• TASK DESCRIPTION: Nothing in the records should change; write them all out again.

• SUPPLIED RECORDS:
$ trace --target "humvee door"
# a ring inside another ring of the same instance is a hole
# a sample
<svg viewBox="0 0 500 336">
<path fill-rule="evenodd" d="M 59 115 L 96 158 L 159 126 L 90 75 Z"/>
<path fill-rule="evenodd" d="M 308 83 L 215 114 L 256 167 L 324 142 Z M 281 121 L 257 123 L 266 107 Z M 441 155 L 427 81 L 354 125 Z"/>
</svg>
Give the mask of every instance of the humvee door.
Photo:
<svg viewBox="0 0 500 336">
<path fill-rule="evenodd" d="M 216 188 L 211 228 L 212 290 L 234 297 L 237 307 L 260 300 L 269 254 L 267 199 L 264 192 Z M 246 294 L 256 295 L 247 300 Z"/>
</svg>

• TASK RESULT:
$ trace --target "humvee door"
# a ring inside another ring of the same instance is a hole
# a sample
<svg viewBox="0 0 500 336">
<path fill-rule="evenodd" d="M 59 115 L 96 158 L 159 126 L 90 75 Z"/>
<path fill-rule="evenodd" d="M 308 83 L 215 114 L 256 167 L 324 142 Z M 281 121 L 257 123 L 266 107 Z M 441 155 L 427 81 L 354 125 Z"/>
</svg>
Give the mask of every instance of the humvee door.
Photo:
<svg viewBox="0 0 500 336">
<path fill-rule="evenodd" d="M 216 188 L 211 228 L 212 290 L 234 297 L 237 307 L 260 300 L 269 254 L 267 199 L 264 192 Z M 246 294 L 256 295 L 247 300 Z"/>
</svg>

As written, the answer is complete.